• SHORT EXERCISE
Which lines in the listing below contain the string "headlight"? Pick out each such line and copy it in full, treating uppercase and lowercase letters as different.

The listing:
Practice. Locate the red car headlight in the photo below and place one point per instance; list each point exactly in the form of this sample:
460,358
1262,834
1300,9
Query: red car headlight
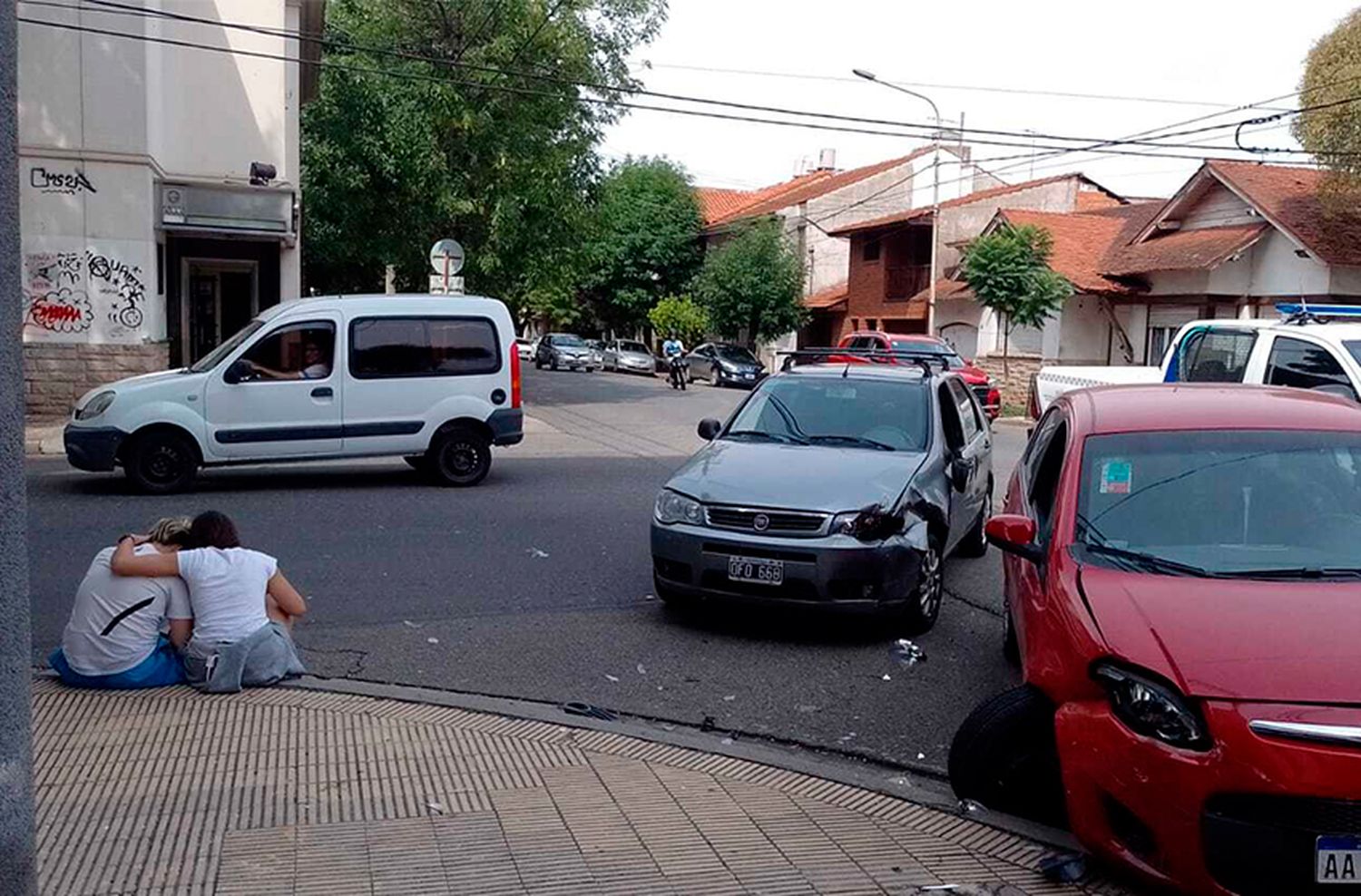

• FULL ANSWER
Practice. Locate the red car headlight in the photo below and place one point per instance; list each point exactly in the form of this sample:
Query: red car headlight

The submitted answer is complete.